• Set exercise A: In the records, swap "tiled roof" for "clay roof" in the part that opens with the line containing "Tag the blue" and closes with the line containing "<point>231,113</point>". Write out only that part, with everything else unchanged.

• Page:
──────────
Skip to main content
Warning: You are using the test version of PyPI. This is a pre-production deployment of Warehouse. Changes made here affect the production instance of TestPyPI (testpypi.python.org).
Help us improve Python packaging - Donate today!

Extract flat data and load it as relational data

Project Description

W-Drive Extractor (wextractor)

The W-Drive Extractor (or the wextractor), named after the home of the shared list of contracts in the City of Pittsburgh, is an attempt to extract and standardize data from spreadsheets, .csvs, and other files for a relational destination.

Current status: alpha in development

Using the W-Drive-Extractor

Getting Started

W-Drive Extractor has some external dependencies, which can be installed via pip. It is recommended that you use a virtualenv to manage these.

The W-Drive-Extractor is an object-oriented application. In order to use it, you must first extract data from its original source using an Extractor’s extract method (the ExcelExtractor is currently the only supported example). Once the data is extracted, it can then be loaded back into some other datasource using a Loader’s load method. (only PostgresLoader has been implemented thus far). For a more detailed example on how this works, check out the sample usage at the bottom of this file.

TODO Features:

  • Add cli support
  • Change loader and extractor methods to use kwargs
  • Add better exception messaging for the load and extract methods

Developing W-Drive-Extractor

To get started with development, see the getting started section above.

Extractors

The Extractor base class is an interface for implementing data extraction from different sources. It requires taking in a target which can be a file or URL and two optional params. Headers is the title of the columns that will ultimately be extracted from your store, and dtypes is a list of native python types that each column should have.

Current Implementations:
  • Excel (.xls, .xlsx)
  • Comma-Separated Values (.csv)
TODO implementations:
  • Generic Text Files (.txt)
  • Postgres
  • MS Access

Loaders

The Loader base class is an interface for implementing data loading into new sources. It requires connection parameters (a python dictionary of connection params) and optional schema. The goal is for a single input source (spreadsheet, denormalized table, etc.) to be split into many tables.

Current Implementations:
  • Postgres [with relationships and simple deduplication!]
TODO Implementations:
  • Simple key/value cache (Memcached/Redis)
──────────
• Information shown:
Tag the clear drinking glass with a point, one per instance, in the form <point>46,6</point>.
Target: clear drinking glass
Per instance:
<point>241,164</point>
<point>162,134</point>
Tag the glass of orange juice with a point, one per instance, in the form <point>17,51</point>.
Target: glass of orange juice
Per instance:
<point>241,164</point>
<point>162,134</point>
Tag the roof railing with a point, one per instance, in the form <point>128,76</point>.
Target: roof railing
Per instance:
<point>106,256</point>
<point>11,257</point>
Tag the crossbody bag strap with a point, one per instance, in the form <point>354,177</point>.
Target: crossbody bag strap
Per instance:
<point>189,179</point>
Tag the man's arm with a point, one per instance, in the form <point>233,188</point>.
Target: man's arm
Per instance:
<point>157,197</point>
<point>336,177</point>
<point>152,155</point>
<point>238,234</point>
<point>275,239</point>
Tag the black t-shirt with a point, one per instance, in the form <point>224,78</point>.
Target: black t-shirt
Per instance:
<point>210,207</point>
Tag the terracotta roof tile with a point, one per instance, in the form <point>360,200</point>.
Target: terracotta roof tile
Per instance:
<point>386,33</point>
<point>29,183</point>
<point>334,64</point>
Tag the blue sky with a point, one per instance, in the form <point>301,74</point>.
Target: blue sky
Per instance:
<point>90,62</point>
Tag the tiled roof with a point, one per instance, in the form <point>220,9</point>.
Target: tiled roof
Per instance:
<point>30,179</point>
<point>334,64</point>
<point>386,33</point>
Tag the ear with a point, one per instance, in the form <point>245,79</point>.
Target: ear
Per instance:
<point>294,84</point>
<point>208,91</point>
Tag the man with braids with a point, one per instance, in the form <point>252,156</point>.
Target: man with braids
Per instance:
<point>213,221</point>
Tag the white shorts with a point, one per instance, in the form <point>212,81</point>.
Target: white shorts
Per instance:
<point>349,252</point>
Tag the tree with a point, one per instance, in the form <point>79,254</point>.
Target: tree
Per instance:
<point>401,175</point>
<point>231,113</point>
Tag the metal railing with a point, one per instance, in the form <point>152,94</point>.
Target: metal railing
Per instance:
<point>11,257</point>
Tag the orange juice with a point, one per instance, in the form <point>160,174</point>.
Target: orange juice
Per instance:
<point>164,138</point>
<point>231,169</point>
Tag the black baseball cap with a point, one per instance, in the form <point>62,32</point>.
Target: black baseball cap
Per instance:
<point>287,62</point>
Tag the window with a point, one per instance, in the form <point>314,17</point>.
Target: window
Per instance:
──────────
• Set exercise B: Translate this sentence from the wextractor project page into Spanish: "The W-Drive-Extractor is an object-oriented application."

• Problem solution A:
Tag the blue sky with a point, one per instance, in the form <point>301,74</point>.
Target: blue sky
Per instance:
<point>90,62</point>
Tag the clay roof with a point, one per instance, in the form <point>220,9</point>.
Target: clay roof
Per instance:
<point>30,179</point>
<point>334,64</point>
<point>386,33</point>
Tag the ear with a point, one per instance, in the form <point>245,79</point>.
Target: ear
Per instance:
<point>294,84</point>
<point>208,91</point>
Tag the man with braids with a point, one per instance, in the form <point>252,156</point>.
Target: man with braids
Per instance:
<point>213,221</point>
Tag the white shorts with a point, one per instance, in the form <point>212,81</point>.
Target: white shorts
Per instance:
<point>349,252</point>
Tag the tree with a point, one per instance, in the form <point>79,254</point>.
Target: tree
Per instance:
<point>401,175</point>
<point>231,113</point>

• Problem solution B: El W-Drive-Extractor es una aplicación orientada a objetos.